▶ Given problem
Reproduce word for word the lines of the listing below, from the line containing "hill, outputting a bounding box per occurrence." through the last line of the listing, both included.

▶ Data
########################################

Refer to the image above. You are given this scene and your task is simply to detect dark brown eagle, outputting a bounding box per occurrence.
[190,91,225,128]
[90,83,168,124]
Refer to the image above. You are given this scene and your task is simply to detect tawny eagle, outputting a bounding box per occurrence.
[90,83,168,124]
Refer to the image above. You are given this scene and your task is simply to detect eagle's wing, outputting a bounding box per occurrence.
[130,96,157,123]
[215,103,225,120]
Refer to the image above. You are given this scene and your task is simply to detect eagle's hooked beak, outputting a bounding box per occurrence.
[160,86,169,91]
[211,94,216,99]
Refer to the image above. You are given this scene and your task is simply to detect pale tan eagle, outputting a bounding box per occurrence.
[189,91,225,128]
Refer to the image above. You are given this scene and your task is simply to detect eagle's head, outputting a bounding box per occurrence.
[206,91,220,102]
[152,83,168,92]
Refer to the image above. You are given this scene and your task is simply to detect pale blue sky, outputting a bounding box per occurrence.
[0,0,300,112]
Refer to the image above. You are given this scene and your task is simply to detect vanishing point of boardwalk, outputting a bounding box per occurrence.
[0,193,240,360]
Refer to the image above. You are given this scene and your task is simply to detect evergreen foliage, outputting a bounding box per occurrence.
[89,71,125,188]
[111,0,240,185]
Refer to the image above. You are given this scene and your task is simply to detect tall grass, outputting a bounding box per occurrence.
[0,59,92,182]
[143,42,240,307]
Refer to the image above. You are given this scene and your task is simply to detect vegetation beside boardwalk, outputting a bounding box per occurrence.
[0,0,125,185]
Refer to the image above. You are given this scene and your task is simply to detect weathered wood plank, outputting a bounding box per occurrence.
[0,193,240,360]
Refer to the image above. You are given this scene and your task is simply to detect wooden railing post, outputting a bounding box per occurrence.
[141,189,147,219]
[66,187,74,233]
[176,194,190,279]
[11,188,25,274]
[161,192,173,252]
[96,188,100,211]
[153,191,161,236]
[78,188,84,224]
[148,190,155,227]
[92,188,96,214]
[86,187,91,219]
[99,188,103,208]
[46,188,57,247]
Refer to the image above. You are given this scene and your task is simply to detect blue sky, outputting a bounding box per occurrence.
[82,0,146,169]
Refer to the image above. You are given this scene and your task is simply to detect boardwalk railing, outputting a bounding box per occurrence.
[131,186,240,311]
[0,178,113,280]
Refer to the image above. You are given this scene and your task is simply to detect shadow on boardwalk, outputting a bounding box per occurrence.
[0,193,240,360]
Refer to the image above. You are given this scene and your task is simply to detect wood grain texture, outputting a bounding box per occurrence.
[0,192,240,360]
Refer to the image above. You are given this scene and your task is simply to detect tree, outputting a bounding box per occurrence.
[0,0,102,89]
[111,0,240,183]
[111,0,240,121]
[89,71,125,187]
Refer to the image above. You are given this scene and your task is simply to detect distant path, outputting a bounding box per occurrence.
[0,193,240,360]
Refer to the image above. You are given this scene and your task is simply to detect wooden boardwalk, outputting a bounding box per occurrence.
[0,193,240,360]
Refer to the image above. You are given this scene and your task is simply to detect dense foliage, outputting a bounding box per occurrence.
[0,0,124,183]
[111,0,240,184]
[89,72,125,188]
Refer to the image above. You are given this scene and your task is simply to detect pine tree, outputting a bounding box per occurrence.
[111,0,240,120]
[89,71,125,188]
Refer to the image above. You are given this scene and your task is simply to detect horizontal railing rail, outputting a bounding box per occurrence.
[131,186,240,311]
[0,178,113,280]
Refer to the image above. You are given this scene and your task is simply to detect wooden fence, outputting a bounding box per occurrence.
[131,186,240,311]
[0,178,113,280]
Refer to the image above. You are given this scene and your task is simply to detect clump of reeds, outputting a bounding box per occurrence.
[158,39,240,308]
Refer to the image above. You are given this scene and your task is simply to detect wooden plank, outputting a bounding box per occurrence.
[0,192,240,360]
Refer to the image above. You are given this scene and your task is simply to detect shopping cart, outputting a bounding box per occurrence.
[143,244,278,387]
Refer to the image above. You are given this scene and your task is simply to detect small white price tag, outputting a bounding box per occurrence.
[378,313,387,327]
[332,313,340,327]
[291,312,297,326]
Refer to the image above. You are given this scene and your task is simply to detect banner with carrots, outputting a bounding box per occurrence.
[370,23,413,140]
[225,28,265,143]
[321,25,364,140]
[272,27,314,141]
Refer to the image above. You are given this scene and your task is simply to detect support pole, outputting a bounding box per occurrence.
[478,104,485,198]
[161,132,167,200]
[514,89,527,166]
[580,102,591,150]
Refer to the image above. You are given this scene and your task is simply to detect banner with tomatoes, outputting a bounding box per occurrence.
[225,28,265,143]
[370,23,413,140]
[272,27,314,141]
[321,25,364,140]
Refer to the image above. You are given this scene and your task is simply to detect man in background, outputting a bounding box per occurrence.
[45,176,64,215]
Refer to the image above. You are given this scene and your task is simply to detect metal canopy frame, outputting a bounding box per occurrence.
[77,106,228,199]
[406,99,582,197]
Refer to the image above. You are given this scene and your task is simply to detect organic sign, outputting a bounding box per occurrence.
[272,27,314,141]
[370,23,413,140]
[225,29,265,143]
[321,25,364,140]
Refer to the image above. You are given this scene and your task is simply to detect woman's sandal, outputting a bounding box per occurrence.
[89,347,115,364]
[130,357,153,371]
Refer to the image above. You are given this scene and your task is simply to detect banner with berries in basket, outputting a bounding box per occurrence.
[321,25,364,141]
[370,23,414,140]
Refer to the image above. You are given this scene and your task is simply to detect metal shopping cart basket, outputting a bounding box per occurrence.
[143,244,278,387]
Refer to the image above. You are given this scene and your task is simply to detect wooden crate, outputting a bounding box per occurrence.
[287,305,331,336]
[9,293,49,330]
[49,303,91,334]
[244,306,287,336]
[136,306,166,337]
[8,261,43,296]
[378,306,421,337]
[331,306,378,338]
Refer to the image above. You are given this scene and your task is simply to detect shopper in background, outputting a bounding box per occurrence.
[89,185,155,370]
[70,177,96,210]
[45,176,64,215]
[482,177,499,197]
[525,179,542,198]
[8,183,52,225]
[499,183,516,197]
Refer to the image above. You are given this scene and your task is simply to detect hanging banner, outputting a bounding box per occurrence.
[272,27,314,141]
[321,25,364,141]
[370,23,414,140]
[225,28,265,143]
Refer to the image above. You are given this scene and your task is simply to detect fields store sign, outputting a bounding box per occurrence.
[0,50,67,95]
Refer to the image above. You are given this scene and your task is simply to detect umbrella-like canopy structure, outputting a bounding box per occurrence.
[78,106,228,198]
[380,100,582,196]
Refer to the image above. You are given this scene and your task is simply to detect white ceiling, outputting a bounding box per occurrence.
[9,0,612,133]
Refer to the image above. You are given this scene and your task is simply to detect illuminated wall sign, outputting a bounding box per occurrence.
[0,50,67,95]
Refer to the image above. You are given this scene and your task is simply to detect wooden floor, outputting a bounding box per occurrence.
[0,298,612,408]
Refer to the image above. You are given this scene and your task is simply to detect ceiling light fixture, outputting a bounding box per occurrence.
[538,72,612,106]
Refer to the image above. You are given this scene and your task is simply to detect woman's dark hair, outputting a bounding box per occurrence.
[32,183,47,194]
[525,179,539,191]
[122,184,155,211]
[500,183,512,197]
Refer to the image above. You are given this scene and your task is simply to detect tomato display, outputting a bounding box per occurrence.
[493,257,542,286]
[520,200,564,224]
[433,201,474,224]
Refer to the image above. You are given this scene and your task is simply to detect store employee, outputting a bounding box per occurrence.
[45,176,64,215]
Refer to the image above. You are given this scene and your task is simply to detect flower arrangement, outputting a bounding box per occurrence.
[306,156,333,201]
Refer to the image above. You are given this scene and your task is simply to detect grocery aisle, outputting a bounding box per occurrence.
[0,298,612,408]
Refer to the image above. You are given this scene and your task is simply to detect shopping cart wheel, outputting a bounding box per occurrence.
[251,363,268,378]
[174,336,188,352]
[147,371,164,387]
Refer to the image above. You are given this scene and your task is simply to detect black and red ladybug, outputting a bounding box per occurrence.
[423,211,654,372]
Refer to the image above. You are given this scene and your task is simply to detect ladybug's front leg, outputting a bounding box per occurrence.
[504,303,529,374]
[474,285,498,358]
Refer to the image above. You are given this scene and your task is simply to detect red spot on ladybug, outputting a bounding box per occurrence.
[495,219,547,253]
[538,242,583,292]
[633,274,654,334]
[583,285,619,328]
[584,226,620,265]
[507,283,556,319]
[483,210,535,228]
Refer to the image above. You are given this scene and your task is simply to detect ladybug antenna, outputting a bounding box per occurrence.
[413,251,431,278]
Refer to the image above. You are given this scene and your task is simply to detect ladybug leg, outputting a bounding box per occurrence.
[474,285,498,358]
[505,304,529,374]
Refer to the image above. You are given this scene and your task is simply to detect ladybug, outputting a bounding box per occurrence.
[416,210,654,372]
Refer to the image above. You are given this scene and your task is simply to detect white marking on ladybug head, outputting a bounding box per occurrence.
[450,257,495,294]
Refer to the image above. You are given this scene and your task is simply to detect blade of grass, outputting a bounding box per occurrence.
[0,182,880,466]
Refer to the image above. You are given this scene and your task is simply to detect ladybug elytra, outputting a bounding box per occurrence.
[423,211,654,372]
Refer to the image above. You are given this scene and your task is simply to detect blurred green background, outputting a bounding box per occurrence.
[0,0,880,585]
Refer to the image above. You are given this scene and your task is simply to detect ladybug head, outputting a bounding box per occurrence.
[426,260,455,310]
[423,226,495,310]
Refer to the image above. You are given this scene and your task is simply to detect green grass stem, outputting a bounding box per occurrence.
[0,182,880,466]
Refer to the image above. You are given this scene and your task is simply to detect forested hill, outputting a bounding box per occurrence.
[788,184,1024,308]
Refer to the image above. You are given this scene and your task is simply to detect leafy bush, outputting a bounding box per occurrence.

########################################

▶ Exercise solution
Refer to the image above. You are given this scene and your task is simply to detect forested hill, outputting a bounding box per occurrence.
[788,184,1024,308]
Refer to the image above. You are given this scene and your task is simply to detect leafy bush, outputting a bounding box per occurrence.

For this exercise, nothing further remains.